== Consigne ==
Prolongez le texte sur les détournements de fonds publics au Cameroun en reprenant juste après sa dernière phrase.

== Extrait du texte ==
Un prisonnier ambulant à la tête de l’État

Un régime dictatorial et corrompu, comme celui aujourd’hui dirigé par Paul Biya, est connu par son insensibilité aux scandales ; qui dans les pays démocratiques normaux auraient normalement secoué et fait tomber les dirigeants incriminés. Et à force de rester insensible aux scandales, ce régime néocolonial s’est imposé comme intouchable. Une telle position d’intouchabilité permet aujourd’hui à Paul Biya, le premier et plus grand détourneur des fonds publics resté insensible à tous les scandales dont il est le centre depuis 1982, d’accuser et de jeter certains indésirables de son entourage en prison, pour détournements des fonds publics. Dans les lignes qui suivent, je verse mon témoignage, toutes précautions de secret bancaire gardées, en tant qu’ancien cadre de la Société Camerounaise de Banque chargé des engagements (crédits et cautions) des régions du Centre, du Nord et de l’Ouest du Cameroun de 1981 à 1989, sur des détournements de Paul Biya et son entourage, qu’il a forcé les Camerounais à rembourser à sa place pour 15 milliards Fcfa.
Ndzana Seme

NEW YORK 11/30/2009 - Lors de la tentative manquée de coup d’Etat du 6 avril 1984, l’accusation essentielle des putschistes était que Paul Biya avait, en l’espace de deux ans seulement, détournés les fonds de la caisse noire que son prédécesseur, l’ancien dictateur Alhadji Ahmadou Ahidjo, lui avait laissés. L’ancien président se plaisait alors de dire, et Paul Biya l’avait reconnu, qu’il avait laissé une économie équilibrée et un trésor excédentaire. Ces fonds de la caisse noire, évalués alors à 400 milliards de Fcfa, s’étaient déjà évaporés à la date du 6 avril 1984. Paul Biya est resté insensible, bouche cousue depuis deux décennies, sur ce premier scandale, qu’il prit soin d’étouffer en même temps que ses loyalistes massacraient des putschistes dans les rues de Yaoundé et dans les fosses communes des lieux voisins.

Non content d’avoir planqué une grande partie des fonds de la caisse noire de la Présidence de la République dans des circuits de blanchiment d’argent et ses comptes personnels, Paul Biya prit pour prochaine cible de ses détournements des fonds publics, les banques camerounaises, dont notamment la SCB où j’exerçais les fonctions de cadre responsable des crédits. L’une de mes fonctions était celle de surveiller les mauvais crédits de mes régions ; une fonction qui était également assurée au niveau central par la direction du crédit gérée par un français.

== Données ==
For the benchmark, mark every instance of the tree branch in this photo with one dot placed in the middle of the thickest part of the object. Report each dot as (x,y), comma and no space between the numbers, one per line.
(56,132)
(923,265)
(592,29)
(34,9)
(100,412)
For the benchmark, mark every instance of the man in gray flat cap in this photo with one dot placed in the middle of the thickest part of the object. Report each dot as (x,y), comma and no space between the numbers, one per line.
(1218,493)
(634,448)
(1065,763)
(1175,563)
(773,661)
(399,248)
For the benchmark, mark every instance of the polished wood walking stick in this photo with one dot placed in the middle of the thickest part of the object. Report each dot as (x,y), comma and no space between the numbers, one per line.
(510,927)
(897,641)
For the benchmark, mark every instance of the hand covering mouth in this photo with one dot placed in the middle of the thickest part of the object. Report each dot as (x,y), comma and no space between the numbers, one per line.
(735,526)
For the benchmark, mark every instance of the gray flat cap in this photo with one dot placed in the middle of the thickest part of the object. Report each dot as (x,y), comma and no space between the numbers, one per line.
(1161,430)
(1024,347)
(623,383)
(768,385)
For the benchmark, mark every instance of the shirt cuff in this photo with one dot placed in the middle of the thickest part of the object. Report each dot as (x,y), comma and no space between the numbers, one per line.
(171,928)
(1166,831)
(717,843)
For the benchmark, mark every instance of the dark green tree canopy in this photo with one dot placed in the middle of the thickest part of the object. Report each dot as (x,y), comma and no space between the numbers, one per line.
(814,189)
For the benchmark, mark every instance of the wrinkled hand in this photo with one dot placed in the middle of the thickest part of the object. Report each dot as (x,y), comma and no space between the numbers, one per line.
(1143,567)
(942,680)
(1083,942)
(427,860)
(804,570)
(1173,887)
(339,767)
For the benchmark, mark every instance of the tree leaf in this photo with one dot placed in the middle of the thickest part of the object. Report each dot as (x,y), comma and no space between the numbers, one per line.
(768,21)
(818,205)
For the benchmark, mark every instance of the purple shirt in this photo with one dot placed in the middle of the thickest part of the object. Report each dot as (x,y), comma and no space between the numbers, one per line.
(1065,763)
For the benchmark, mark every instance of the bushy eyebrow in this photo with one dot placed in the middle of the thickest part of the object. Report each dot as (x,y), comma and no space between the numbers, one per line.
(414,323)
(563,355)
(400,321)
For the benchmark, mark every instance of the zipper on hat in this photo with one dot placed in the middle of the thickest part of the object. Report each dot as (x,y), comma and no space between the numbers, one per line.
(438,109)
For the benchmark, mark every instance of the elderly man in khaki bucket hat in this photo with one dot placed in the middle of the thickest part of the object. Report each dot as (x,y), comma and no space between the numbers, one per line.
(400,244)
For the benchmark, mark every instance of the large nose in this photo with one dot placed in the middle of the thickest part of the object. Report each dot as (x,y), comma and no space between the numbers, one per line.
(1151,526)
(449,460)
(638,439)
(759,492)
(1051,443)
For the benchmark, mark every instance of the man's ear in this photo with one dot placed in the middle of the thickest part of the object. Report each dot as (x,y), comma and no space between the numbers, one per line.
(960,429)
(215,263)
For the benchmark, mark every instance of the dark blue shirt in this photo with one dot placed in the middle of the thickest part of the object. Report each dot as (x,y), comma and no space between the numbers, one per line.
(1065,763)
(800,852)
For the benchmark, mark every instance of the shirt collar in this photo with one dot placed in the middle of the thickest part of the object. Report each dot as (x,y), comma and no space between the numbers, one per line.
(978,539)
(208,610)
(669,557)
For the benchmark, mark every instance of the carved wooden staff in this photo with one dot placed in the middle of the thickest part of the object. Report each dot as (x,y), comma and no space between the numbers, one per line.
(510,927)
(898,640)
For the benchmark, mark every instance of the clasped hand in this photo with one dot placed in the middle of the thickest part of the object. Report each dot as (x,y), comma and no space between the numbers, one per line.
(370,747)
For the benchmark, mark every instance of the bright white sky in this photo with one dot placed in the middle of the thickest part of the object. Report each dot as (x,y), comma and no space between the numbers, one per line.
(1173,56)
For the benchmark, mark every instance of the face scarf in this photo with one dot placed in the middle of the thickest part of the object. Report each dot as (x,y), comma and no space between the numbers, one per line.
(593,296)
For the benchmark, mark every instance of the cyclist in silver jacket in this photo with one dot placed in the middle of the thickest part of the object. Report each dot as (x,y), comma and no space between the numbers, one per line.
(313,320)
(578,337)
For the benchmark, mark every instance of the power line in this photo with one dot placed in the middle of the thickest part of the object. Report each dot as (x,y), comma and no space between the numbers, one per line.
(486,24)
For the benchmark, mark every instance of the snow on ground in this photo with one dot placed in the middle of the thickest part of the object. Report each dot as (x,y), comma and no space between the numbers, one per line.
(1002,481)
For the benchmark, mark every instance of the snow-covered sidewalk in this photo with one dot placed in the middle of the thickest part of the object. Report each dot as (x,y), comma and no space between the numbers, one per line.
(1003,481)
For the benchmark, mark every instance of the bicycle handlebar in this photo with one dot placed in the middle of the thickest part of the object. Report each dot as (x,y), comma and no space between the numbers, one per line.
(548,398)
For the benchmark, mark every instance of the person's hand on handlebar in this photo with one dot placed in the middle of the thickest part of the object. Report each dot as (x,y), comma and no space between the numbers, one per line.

== Réponse ==
Des ardoises des Alhadji à celles des « élites » Beti

Ce qui était remarquable dans le portefeuille des crédits des régions du Centre et du Nord sous ma surveillance, c’est la multitude des crédits sans garanties ni dossier. On les appelait alors « crédits politiques », caractérisés par un contenu en tout et pour tout d’une chemise ne contenant que le mot manuscrit d’un parrain (très souvent Sadou Daoudou) recommandant au directeur général de la Banque d’octroyer le prêt sollicité par son protégé commerçant. C’est ainsi que le portefeuille de la banque était truffé d’une multitude de créances, chiffrées en milliards et dizaines de milliards de Fcfa chacune, réclamées aux commerçants Alhadji du Nord Cameroun. Sadou Daoudou était l’ami et homme de main de Ahmadou Ahidjo – mais ce dernier signait aussi mais rarement de sa propre main de telles notes de recommandation – qui appliquait son objectif d’installer une puissante force économique dans son Nord natal.

Quelques mois après la prise du pouvoir par Paul Biya en 1982, je recevais de nouvelles recommandations, similaires à celles de l’ancien système d’Ahidjo. Je faisais face au dilemme de devoir suivre les recommandations, telle celle fréquente de ma hiérarchie directe formulée en termes de « Étudier le dossier avec un préjugé favorable » ; ceci contrairement aux règles établies par la banque demandant au responsable des engagement de se prononcer comme défavorable à tout crédit ou caution qui ne répond pas aux normes exigées, dont celles des garanties et de la solidité financière de l’emprunteur. J’étais souvent convoqué par ma hiérarchie, qui me faisait clairement comprendre que nous, en tant que Beti désormais à la direction de la banque – référence étant faite au directeur général Robert Messi Messi – devons tout faire pour créer une nouvelle classe d’hommes d’affaires Beti.

Nos premières mésententes éclatèrent à cause de telles exigences contraires à l’éthique bancaire. Mon supérieur hiérarchique fut remplacé par un ressortissant du littoral, ancien directeur régional du Nord. La pression des demandes de « crédits politiques » pour les Betis s’allégea sur moi. C’était cependant ignorer qu’une telle pression s’était allégée seulement sur moi, mais restait plus forte sur la direction générale. Et Robert Messi Messi avait, fait nouveau, constitué son propre portefeuille de crédits, inaccessible aux responsables régionaux des engagements.

Et c’est seulement de bouche à oreille que j’apprenais, des collègues de la direction centrale des crédits en particulier, que la direction générale était entrain de décaisser sans compter de nouveaux « crédits politiques ». On pouvait lire la déception sur tous les visages des services de crédits, d’autant plus que les mauvaises créances sur les commerçants Alhadji mettaient déjà la banque dans une situation de dangereuse instabilité de trésorerie à la BEAC.


Ma découverte de la faillite du groupe français Bastos et l’exil de Bertoua

Je m’étais donc déterminé, plus que jamais, à verrouiller par des rapports musclés et à rejeter tout crédit qui ne répondait pas aux normes. C’est ainsi qu’entre autres, le dossier de renouvellement d’un gros crédit de trésorerie de 7 milliards à l’ancienne Société Bastos de l’Afrique Centrale tomba sur mon bureau, portant la recommandation d’accord du directeur français de l’agence SCB de Yaoundé. Après analyse des documents financiers, interviews avec les cadres de l’entreprise et descentes dans les magasins des stocks, je conclus que la Société Bastos était en faillite.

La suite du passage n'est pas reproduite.